Reproduce every line of the data below in full, offsetting each coordinate in the answer points by adding 8 to it.

| ITEMS |
□ □ □ □ □
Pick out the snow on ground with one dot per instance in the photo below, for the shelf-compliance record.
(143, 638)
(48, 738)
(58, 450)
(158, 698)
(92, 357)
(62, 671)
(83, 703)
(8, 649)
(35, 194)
□ □ □ □ □
| SOLUTION BELOW |
Pick out the snow on ground with one dot per instance in the photo below, for the shelf-compliance record.
(151, 646)
(56, 746)
(66, 458)
(166, 706)
(100, 365)
(70, 679)
(91, 711)
(16, 657)
(43, 202)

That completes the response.